On the other hand, give the dog something and leave him be with it. Don't test him to make sure you can take food, treats, toys from him. You can create problems that aren't there by repeatedly trying to take stuff from him. This is totally unnecessary. If some day your dog takes a bottle of pills, and you need to get it out of his mouth and fast, you are much better off having never played these kind of games with him. He is not worried about you coming and taking something because that isn't what you generally do. And if you do take something like a bottle of pills, you can say "Eh-eh, that's mine." Then, get his ball or toy, or chewy and emphasize, "yours." and give it to him. Dog's are kind of like two year olds, they do understand, MINE and YOURS. 

Good luck. So much fun with young dogs. Train, Train, Train, NILIF, and get your husband on board too. He has to work for good stuff now.


----------



## nivonice (Dec 3, 2014)

When I walked out of the room he left his ty and came after me and when i took him to the basement i just left with no words or treats. he was trying to lick my feet. we have a very good relationship and we play fetch alot in the backyard. he would fetch bring the ball and drop it at my feet. this is all new behaviour and i used another toy or treat to trade but not this time. I actually remmber something and i am not sure if that is the reason for his behaviour. A year ago he was attacked by another dog at the dog park over a ball. he was not injured but would he still remmber that?

Directions - Repeat word for word the part of the dog training thread above that opens with "Good luck. So" and closes with "still remmber that?".

(Collected data entries)
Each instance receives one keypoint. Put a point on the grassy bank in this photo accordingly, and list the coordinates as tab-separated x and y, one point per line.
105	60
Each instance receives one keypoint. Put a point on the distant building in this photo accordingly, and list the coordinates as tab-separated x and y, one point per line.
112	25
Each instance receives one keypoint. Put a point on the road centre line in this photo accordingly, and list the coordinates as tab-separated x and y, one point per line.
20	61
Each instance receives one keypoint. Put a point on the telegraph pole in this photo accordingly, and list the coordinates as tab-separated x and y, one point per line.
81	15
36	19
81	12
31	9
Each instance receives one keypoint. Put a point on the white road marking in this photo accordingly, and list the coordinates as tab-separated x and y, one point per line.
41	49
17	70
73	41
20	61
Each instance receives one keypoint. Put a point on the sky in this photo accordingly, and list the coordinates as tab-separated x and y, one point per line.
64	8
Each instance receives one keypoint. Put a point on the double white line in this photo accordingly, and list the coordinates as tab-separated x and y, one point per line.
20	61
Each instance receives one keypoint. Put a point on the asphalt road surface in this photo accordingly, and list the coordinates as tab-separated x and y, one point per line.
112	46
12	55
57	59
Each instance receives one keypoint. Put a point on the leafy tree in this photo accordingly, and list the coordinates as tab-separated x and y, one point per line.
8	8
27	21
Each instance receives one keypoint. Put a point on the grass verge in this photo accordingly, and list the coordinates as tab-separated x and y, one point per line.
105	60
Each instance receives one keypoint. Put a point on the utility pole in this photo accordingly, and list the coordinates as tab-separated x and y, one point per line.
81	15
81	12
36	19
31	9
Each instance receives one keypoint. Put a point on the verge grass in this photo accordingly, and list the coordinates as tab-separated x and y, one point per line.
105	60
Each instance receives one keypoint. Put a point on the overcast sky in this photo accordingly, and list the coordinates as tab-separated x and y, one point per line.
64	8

In response -
Good luck. So much fun with young dogs. Train, Train, Train, NILIF, and get your husband on board too. He has to work for good stuff now.


----------



## nivonice (Dec 3, 2014)

When I walked out of the room he left his ty and came after me and when i took him to the basement i just left with no words or treats. he was trying to lick my feet. we have a very good relationship and we play fetch alot in the backyard. he would fetch bring the ball and drop it at my feet. this is all new behaviour and i used another toy or treat to trade but not this time. I actually remmber something and i am not sure if that is the reason for his behaviour. A year ago he was attacked by another dog at the dog park over a ball. he was not injured but would he still remmber that?